# What is expected:
Echo the following material back line for line, changing nothing.
## BEGIN Input records
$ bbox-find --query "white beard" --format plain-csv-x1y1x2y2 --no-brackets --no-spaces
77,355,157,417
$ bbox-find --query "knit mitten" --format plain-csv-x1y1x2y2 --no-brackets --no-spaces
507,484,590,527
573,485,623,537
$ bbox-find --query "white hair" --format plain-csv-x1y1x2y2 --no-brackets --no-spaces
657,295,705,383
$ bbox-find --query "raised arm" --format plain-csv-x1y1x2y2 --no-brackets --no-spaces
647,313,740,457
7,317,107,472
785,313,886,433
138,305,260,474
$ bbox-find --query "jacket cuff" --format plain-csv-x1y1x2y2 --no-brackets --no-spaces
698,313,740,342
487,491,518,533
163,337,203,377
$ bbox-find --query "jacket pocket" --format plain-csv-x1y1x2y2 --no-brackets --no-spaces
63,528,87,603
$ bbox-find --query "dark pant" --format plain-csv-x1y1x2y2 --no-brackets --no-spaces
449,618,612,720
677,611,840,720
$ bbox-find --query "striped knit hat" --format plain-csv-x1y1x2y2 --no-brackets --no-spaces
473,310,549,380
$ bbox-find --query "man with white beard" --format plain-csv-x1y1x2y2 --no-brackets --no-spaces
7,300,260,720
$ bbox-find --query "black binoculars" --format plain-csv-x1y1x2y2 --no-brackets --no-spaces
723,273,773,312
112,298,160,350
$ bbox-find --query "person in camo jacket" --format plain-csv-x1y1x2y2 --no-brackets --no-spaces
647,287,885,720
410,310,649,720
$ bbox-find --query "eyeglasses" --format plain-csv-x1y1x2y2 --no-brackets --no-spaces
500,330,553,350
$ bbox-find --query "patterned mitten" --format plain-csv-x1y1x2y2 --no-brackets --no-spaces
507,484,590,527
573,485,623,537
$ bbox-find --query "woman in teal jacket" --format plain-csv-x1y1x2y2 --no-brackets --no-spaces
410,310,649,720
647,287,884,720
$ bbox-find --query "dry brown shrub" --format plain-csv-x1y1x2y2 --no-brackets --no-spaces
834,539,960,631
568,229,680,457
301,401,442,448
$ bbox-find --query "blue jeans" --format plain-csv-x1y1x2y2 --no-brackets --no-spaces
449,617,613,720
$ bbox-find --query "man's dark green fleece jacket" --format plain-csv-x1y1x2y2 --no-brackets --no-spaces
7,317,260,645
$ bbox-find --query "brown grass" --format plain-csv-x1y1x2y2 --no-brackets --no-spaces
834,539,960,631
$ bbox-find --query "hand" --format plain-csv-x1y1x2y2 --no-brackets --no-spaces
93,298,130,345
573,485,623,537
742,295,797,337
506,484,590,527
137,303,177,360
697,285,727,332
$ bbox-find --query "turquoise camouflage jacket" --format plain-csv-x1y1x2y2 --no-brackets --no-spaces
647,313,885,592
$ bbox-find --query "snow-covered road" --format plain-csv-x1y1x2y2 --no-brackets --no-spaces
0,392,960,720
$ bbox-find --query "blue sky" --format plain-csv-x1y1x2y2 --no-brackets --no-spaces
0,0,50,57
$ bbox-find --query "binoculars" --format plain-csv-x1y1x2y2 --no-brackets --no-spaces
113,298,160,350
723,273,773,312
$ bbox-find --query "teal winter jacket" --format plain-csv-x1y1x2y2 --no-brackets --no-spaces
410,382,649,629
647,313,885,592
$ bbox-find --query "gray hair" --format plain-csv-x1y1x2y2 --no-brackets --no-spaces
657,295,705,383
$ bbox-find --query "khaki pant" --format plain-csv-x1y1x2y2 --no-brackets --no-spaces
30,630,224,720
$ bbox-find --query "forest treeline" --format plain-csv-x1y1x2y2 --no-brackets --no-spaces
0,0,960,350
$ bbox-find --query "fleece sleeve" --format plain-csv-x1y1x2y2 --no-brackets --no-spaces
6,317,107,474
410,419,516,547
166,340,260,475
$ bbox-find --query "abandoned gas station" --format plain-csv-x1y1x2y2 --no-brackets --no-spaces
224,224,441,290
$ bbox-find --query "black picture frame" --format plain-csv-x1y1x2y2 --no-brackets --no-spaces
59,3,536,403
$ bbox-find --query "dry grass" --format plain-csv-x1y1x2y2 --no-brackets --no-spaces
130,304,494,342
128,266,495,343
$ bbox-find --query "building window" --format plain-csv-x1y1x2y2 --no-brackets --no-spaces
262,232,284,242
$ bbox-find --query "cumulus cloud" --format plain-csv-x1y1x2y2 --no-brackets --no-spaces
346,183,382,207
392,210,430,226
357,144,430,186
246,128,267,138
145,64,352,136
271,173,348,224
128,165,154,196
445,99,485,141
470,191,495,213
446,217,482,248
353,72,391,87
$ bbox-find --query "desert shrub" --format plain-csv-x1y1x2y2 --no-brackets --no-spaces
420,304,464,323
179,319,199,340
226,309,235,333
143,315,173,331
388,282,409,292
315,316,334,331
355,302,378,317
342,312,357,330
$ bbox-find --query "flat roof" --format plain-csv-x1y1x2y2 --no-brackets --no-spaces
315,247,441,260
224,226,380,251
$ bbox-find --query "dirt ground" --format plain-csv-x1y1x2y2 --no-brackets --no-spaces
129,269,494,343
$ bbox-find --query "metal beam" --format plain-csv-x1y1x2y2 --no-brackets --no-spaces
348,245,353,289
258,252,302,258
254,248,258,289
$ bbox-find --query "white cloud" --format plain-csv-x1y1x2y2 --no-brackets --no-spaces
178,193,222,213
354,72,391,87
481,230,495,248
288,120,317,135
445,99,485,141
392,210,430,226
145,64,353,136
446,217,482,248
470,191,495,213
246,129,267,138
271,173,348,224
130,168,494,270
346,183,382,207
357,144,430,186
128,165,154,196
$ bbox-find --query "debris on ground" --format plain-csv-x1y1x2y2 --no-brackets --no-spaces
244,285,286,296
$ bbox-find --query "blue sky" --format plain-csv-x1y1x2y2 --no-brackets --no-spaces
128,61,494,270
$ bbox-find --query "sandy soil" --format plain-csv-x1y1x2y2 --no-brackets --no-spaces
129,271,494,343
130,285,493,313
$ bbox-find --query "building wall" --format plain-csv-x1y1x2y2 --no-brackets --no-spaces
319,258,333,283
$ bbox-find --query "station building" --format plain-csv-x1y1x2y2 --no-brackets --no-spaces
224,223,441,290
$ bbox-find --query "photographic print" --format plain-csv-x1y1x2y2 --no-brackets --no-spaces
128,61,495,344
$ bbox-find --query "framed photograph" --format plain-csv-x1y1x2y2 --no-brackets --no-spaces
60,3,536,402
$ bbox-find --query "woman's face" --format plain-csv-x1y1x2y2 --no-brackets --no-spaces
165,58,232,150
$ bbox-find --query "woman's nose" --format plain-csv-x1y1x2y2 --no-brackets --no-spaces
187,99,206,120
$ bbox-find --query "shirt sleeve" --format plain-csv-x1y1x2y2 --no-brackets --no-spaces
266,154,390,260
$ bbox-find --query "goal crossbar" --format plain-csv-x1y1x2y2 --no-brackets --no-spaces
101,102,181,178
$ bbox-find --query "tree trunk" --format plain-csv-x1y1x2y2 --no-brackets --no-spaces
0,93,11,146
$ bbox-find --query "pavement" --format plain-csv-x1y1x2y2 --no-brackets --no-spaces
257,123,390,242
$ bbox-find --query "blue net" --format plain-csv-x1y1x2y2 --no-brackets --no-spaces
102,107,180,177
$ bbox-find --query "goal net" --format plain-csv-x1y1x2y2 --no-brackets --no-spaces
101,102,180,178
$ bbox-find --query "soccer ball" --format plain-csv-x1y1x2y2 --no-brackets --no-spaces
## END Input records
# Full response:
$ bbox-find --query "white beard" --format plain-csv-x1y1x2y2 --no-brackets --no-spaces
77,355,157,417
$ bbox-find --query "knit mitten" --format plain-csv-x1y1x2y2 --no-brackets --no-spaces
507,484,590,527
573,485,623,537
$ bbox-find --query "white hair" --format plain-csv-x1y1x2y2 --no-brackets --no-spaces
657,295,705,383
$ bbox-find --query "raised arm" --format plain-csv-x1y1x2y2 --no-brackets --no-spaces
647,313,740,457
7,317,107,472
785,313,886,433
138,305,260,474
$ bbox-find --query "jacket cuff" --format plain-csv-x1y1x2y2 --no-brackets --no-spaces
698,313,740,342
487,491,518,533
163,337,203,377
$ bbox-find --query "jacket pocket" --format plain-csv-x1y1x2y2 --no-brackets --no-spaces
63,528,87,603
$ bbox-find --query "dark pant" --format plain-csv-x1y1x2y2 --no-brackets --no-spaces
449,618,612,720
677,611,840,720
$ bbox-find --query "striped knit hat" --format plain-csv-x1y1x2y2 --no-brackets --no-spaces
473,310,549,380
$ bbox-find --query "man with white beard" --format plain-csv-x1y1x2y2 --no-brackets --no-spaces
7,300,260,720
$ bbox-find --query "black binoculars" --format plain-csv-x1y1x2y2 --no-brackets --no-spaces
723,273,773,312
112,298,160,350
$ bbox-find --query "person in camo jacket" --format plain-csv-x1y1x2y2 --no-brackets --no-spaces
647,287,885,720
410,310,649,720
$ bbox-find --query "eyeglasses" --format plain-csv-x1y1x2y2 --no-brackets --no-spaces
500,330,553,350
$ bbox-find --query "patterned mitten" --format plain-csv-x1y1x2y2 --no-brackets --no-spaces
507,484,590,527
573,485,623,537
$ bbox-find --query "woman in teal jacket" --format plain-csv-x1y1x2y2 --no-brackets --no-spaces
410,310,649,720
647,287,884,720
$ bbox-find --query "dry brown shrub" --format plain-csv-x1y1x2y2 --no-brackets --no-spaces
834,539,960,631
568,229,680,457
301,401,442,448
$ bbox-find --query "blue jeans" --format plain-csv-x1y1x2y2 --no-brackets --no-spaces
449,617,613,720
$ bbox-find --query "man's dark green fleece jacket" --format plain-csv-x1y1x2y2 --no-brackets --no-spaces
7,317,260,645
$ bbox-find --query "brown grass" --format plain-csv-x1y1x2y2 --no-brackets --no-spaces
834,539,960,631
$ bbox-find --query "hand" --format plain-csv-x1y1x2y2 --no-brackets --no-spaces
93,298,130,345
573,485,623,537
742,295,797,337
506,484,590,527
137,303,177,360
697,285,727,332
$ bbox-find --query "turquoise camouflage jacket" --format plain-csv-x1y1x2y2 --no-brackets --no-spaces
647,313,885,592
$ bbox-find --query "snow-covered road" --format plain-csv-x1y1x2y2 --no-brackets --no-spaces
0,392,960,720
$ bbox-find --query "blue sky" --format plain-csv-x1y1x2y2 --no-brackets --no-spaces
0,0,50,57
$ bbox-find --query "binoculars" --format plain-csv-x1y1x2y2 --no-brackets --no-spaces
113,298,160,350
723,273,773,312
$ bbox-find --query "teal winter jacket" --format plain-csv-x1y1x2y2 --no-brackets --no-spaces
410,382,649,629
647,313,885,592
$ bbox-find --query "gray hair" --format plain-csv-x1y1x2y2 --no-brackets --no-spaces
657,295,705,383
$ bbox-find --query "khaki pant" --format plain-csv-x1y1x2y2 --no-brackets --no-spaces
30,630,224,720
$ bbox-find --query "forest treeline" --format plain-csv-x1y1x2y2 --no-brackets --no-spaces
0,0,960,350
$ bbox-find --query "fleece sleeve" --format plain-csv-x1y1x2y2 --no-brackets --no-spaces
6,317,107,474
410,419,516,547
166,340,260,475
$ bbox-find --query "abandoned gas station" --format plain-csv-x1y1x2y2 --no-brackets --no-spaces
224,224,441,290
$ bbox-find --query "black picture frame" --format plain-csv-x1y1x2y2 --no-brackets --no-spaces
59,3,536,403
$ bbox-find --query "dry grass" --format plain-csv-x1y1x2y2 --no-brackets --no-spaces
130,304,494,342
128,266,495,343
$ bbox-find --query "building window" --format plain-csv-x1y1x2y2 --no-brackets --no-spaces
262,232,284,242
$ bbox-find --query "cumulus cloud" --format plain-csv-x1y1x2y2 --no-brackets --no-spaces
346,183,382,207
392,210,430,226
357,144,430,186
246,128,267,138
145,64,352,136
271,173,348,224
128,165,154,196
445,99,485,141
470,191,495,213
446,217,482,248
353,72,391,87
$ bbox-find --query "desert shrub" --format plain-csv-x1y1x2y2 --no-brackets --no-spaces
420,304,464,323
179,319,199,340
226,309,235,333
143,315,173,331
388,282,409,292
315,316,334,331
355,302,378,317
342,312,357,330
$ bbox-find --query "flat roof" --format plain-csv-x1y1x2y2 --no-brackets --no-spaces
315,247,441,260
224,226,380,251
$ bbox-find --query "dirt ground" --format plain-csv-x1y1x2y2 --no-brackets --no-spaces
129,269,494,343
$ bbox-find --query "metal beam" --format plain-csv-x1y1x2y2 --no-brackets --no-spaces
348,245,353,289
258,252,302,258
254,248,258,289
$ bbox-find --query "white cloud" --format plain-csv-x1y1x2y2 --no-brackets --no-spaces
178,193,222,213
354,72,391,87
481,230,495,248
288,120,317,135
445,99,485,141
392,210,430,226
145,64,353,136
446,217,482,248
470,191,495,213
246,129,267,138
271,173,348,224
130,168,494,270
346,183,382,207
357,144,430,186
128,165,154,196
$ bbox-find --query "debris on ground" --format plain-csv-x1y1x2y2 --no-brackets --no-spaces
244,285,286,296
$ bbox-find --query "blue sky" --format plain-csv-x1y1x2y2 --no-brackets --no-spaces
128,61,494,270
$ bbox-find --query "sandy soil" --format plain-csv-x1y1x2y2 --no-brackets --no-spaces
129,271,494,343
130,285,493,313
$ bbox-find --query "building wall" --format plain-csv-x1y1x2y2 --no-brackets --no-spaces
319,258,333,283
$ bbox-find --query "station building" --format plain-csv-x1y1x2y2 --no-brackets --no-spaces
224,223,441,290
$ bbox-find --query "photographic print" --format plain-csv-x1y1x2y2 --no-brackets --no-spaces
128,61,495,344
$ bbox-find --query "framed photograph" --format plain-csv-x1y1x2y2 --no-brackets --no-spaces
60,3,536,402
$ bbox-find --query "woman's face" --format plain-csv-x1y1x2y2 --no-brackets --no-spaces
165,58,232,150
$ bbox-find --query "woman's nose" --format plain-csv-x1y1x2y2 --no-brackets --no-spaces
187,99,206,120
$ bbox-find --query "shirt sleeve" --format plain-csv-x1y1x2y2 --no-brackets --no-spaces
266,154,390,260
$ bbox-find --query "goal crossbar" --format plain-csv-x1y1x2y2 --no-brackets --no-spaces
101,102,181,178
$ bbox-find --query "tree trunk" --format plain-csv-x1y1x2y2 --no-brackets --no-spaces
0,93,11,146
$ bbox-find --query "pavement" --format plain-csv-x1y1x2y2 --no-brackets --no-spaces
257,123,390,242
$ bbox-find --query "blue net" --format plain-csv-x1y1x2y2 --no-brackets --no-spaces
102,107,180,177
$ bbox-find --query "goal net" --format plain-csv-x1y1x2y2 --no-brackets --no-spaces
101,102,180,178
$ bbox-find --query "soccer ball" --format plain-csv-x1y1x2y2 --no-brackets --no-spaces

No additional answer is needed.